### PROBLEM STATEMENT
In the IWW organizing tips at the top of the text below (before the Sunday date), quote every sentence phrased as a direct command.

### TEXT SECTION
# # # #

The person next to you should be in the union. Have you tried?
The IWW is practical. Let people know about it.
Union literature in your pocket is lying idle. Take it out and put it to work.
If every Wobbly gets a new Wobbly every month, we would have a 4 hour day in a year.
If meetings aren't being held in your locality, you can arrange them.
The activity of the rank and file, and not the "leaders," will advance the cause of labor.
Don't send for a delegate when you can do it yourself.
One who fears is enslaved. To understand the IWW is to know that industrial unionism
will guarantee your protection.
Even on a job that can't be unionized for now there is always something that can be improved,
and collective action can lay the ground work for later organizing.
The strength of workers lies in solidarity.

Sunday, October 25, 2009

Wobbly Times number 27


In this film, the masterful James Mason plays the plantation patriarch, a Big Daddy you wouldn't want to be owned by. This is undoubtedly THE BEST Film made about the era of slavery in the USA. It puts the sanitised, romantic "Gone With the Wind" to shame. "Mandingo" will make you uncomfortable even in your most comfortable seat. "Mandingo" is a mirror. See your reflection; it will scare the living bejeezub out of you.

# # # #

### DATA FOR REVIEW

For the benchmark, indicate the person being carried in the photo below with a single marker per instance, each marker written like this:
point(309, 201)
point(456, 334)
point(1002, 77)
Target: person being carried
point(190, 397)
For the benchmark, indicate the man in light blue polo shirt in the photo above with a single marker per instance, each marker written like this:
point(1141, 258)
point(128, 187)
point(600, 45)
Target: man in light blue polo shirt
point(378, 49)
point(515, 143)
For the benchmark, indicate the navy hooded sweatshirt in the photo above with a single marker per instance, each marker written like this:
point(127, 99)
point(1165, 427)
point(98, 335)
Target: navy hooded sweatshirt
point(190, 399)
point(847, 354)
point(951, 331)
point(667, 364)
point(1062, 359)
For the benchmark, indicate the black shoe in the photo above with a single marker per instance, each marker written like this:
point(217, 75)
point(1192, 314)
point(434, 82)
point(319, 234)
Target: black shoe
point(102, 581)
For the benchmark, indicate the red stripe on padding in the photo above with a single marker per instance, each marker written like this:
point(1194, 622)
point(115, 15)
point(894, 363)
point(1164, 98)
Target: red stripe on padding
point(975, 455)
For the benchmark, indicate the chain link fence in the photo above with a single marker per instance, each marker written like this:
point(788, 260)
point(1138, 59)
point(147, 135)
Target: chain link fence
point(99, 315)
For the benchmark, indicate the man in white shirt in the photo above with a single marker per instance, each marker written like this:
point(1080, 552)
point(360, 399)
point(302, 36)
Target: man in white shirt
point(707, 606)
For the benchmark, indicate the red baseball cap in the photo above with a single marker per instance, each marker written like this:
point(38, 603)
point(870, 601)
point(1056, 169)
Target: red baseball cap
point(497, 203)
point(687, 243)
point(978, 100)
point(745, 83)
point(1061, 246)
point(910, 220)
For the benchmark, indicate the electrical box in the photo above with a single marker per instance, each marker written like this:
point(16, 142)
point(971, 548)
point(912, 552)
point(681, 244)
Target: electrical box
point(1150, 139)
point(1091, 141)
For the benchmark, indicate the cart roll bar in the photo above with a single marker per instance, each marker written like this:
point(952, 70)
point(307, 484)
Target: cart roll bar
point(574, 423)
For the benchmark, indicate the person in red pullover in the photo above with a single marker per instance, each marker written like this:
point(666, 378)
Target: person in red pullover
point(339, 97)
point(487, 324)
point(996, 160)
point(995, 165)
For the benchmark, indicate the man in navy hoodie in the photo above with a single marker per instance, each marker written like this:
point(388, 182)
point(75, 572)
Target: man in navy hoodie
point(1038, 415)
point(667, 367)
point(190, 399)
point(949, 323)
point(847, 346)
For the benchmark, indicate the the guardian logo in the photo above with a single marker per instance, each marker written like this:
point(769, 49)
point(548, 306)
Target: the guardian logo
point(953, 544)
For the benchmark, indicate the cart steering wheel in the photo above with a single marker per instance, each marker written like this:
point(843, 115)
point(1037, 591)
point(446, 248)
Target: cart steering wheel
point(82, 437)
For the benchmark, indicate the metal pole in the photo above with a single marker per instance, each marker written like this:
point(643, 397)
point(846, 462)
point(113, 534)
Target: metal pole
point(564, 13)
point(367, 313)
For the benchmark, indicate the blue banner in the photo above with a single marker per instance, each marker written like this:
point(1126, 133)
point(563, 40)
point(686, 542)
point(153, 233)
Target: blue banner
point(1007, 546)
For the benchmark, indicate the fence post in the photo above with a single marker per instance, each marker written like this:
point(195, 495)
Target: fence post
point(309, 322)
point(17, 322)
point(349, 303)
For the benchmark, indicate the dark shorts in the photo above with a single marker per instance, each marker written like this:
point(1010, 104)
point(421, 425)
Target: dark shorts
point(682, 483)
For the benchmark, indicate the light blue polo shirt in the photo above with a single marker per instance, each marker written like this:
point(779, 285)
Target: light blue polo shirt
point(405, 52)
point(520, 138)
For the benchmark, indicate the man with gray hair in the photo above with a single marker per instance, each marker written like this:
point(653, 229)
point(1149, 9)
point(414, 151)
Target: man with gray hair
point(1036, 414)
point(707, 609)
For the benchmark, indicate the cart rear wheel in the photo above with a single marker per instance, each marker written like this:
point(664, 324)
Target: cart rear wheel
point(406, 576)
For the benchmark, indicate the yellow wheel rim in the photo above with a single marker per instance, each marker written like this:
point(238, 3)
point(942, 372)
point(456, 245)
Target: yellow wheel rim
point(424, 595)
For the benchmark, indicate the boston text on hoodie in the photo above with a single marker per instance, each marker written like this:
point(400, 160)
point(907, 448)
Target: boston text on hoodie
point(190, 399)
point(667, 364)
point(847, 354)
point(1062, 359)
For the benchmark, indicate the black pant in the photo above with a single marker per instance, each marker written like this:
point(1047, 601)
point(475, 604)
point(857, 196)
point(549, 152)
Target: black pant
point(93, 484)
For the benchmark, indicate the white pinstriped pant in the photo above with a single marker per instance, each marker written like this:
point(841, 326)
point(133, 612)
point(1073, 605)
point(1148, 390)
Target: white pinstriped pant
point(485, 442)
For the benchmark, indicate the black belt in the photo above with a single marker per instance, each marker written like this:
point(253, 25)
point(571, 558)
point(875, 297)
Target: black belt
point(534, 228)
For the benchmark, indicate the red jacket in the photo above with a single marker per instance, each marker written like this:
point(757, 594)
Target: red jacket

# # # #

### WORKED SOLUTION
- Let people know about it.
- Take it out and put it to work.
- Don't send for a delegate when you can do it yourself.